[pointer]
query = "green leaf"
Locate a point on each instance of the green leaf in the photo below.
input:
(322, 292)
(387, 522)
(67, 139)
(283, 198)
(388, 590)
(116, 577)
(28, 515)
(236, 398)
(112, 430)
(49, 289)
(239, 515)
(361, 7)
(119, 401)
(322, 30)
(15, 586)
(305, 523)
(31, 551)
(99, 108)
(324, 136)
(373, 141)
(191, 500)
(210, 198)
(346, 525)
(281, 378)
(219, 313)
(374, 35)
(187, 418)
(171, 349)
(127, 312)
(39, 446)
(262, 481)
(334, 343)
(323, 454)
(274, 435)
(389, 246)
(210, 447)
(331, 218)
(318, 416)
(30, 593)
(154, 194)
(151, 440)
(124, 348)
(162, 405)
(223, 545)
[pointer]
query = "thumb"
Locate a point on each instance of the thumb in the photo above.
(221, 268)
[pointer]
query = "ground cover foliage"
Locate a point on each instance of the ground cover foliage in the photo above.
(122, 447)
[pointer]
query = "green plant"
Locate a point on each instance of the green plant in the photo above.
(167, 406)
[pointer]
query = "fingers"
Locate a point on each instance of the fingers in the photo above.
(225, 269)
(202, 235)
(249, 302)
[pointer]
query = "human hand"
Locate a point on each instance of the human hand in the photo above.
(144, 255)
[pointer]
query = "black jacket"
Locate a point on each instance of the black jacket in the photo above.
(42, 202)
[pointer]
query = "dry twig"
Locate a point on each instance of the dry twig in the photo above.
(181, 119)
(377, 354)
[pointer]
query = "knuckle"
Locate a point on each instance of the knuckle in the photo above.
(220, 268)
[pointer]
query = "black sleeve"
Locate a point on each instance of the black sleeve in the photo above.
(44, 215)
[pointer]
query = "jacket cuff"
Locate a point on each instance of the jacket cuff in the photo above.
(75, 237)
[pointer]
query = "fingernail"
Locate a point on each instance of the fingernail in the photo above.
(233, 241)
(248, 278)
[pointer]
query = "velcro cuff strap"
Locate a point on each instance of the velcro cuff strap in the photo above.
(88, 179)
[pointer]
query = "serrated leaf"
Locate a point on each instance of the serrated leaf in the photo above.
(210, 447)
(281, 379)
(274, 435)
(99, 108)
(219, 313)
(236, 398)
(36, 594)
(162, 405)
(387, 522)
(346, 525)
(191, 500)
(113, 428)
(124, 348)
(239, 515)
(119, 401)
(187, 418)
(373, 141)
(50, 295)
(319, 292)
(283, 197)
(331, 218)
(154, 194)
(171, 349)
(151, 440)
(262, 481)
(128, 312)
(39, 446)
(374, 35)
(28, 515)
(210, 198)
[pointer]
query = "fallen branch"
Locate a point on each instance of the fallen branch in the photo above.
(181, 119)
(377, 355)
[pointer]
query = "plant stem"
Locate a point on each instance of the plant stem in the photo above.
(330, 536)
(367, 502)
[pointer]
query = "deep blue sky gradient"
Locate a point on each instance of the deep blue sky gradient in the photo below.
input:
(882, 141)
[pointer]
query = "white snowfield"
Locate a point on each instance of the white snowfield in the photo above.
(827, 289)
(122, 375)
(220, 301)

**PROBLEM REQUIREMENTS**: Every line of the records above needs to be given again exactly.

**FINAL RESULT**:
[pointer]
query = "green leaf"
Locate a point on each instance of the green leaf in the photo below.
input:
(322, 292)
(387, 522)
(67, 139)
(283, 198)
(388, 590)
(116, 577)
(28, 515)
(236, 398)
(112, 430)
(49, 289)
(239, 515)
(361, 7)
(119, 401)
(322, 30)
(15, 586)
(305, 523)
(31, 551)
(99, 108)
(324, 136)
(373, 141)
(191, 500)
(210, 198)
(346, 525)
(281, 378)
(219, 313)
(374, 35)
(187, 418)
(171, 349)
(127, 312)
(39, 446)
(262, 481)
(334, 343)
(323, 454)
(274, 435)
(389, 246)
(210, 447)
(331, 218)
(318, 416)
(30, 593)
(154, 194)
(151, 440)
(124, 348)
(162, 405)
(223, 545)
[pointer]
query = "thumb"
Locate a point on each instance of the thumb in the photo above.
(221, 268)
[pointer]
query = "ground cover foliage"
Locate a point on each instance of the ground cover foliage in the photo above.
(122, 447)
[pointer]
query = "green plant"
Locate a point on each instance of the green plant in the photo above.
(167, 406)
[pointer]
query = "fingers"
Locate a point on each instance of the fingers in the photo above.
(225, 269)
(202, 235)
(249, 302)
[pointer]
query = "human hand"
Locate a point on each instance of the human hand in the photo above.
(144, 255)
[pointer]
query = "black jacket"
Locate a point on each instance of the black jacket in the photo above.
(42, 202)
[pointer]
query = "dry twig"
Locate a point on each instance of the dry twig in the photo above.
(181, 119)
(377, 354)
[pointer]
query = "knuckle"
Locate a point on each instance of the knuckle in the photo above.
(220, 268)
[pointer]
query = "black sleeve"
Locate a point on each instance of the black sleeve in the photo above.
(44, 215)
[pointer]
query = "jacket cuff"
Locate a point on each instance of the jacket cuff in the photo above.
(75, 237)
[pointer]
query = "fingernail"
Locate a point on each instance of the fingernail in the photo above.
(233, 241)
(248, 278)
[pointer]
query = "velcro cuff strap"
Locate a point on each instance of the velcro cuff strap in the photo above.
(88, 179)
[pointer]
query = "serrated leaf"
Locate a point on each instance of the serrated leaf in the photo above.
(210, 447)
(281, 379)
(274, 435)
(99, 108)
(219, 313)
(236, 398)
(36, 594)
(162, 405)
(387, 522)
(346, 525)
(191, 500)
(113, 428)
(124, 348)
(239, 515)
(119, 401)
(187, 418)
(373, 141)
(50, 295)
(319, 292)
(283, 197)
(331, 218)
(154, 194)
(171, 349)
(151, 440)
(262, 481)
(128, 312)
(39, 446)
(374, 35)
(28, 515)
(210, 198)
[pointer]
query = "fallen branch"
Locate a point on each instance of the fallen branch in the photo above.
(181, 119)
(377, 355)
[pointer]
query = "plant stem"
Locate a point on each instance of the plant stem in the photo above.
(330, 536)
(367, 502)
[pointer]
query = "deep blue sky gradient"
Locate a point on each instance of the deep blue sky gradient in the photo below.
input:
(882, 141)
[pointer]
query = "white snowfield"
Locate a point on each instance of the white snowfield in the photo above.
(827, 289)
(122, 375)
(220, 301)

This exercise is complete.